• WORK ORDER:
The expected output is every entry that follows, reproduced exactly.

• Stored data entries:
□ □ □ □

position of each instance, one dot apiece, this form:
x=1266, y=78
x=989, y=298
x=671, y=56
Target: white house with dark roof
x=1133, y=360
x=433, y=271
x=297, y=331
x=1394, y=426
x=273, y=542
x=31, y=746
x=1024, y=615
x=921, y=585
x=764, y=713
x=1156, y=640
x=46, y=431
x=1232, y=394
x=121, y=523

□ □ □ □

• SOLUTION TO THE PROBLEM:
position of each instance, one dot apiece, this form:
x=1266, y=78
x=989, y=298
x=671, y=56
Target: white house with dark roof
x=1133, y=360
x=433, y=271
x=297, y=331
x=1394, y=426
x=273, y=542
x=31, y=746
x=1024, y=615
x=921, y=585
x=764, y=713
x=1156, y=640
x=46, y=431
x=1232, y=394
x=121, y=523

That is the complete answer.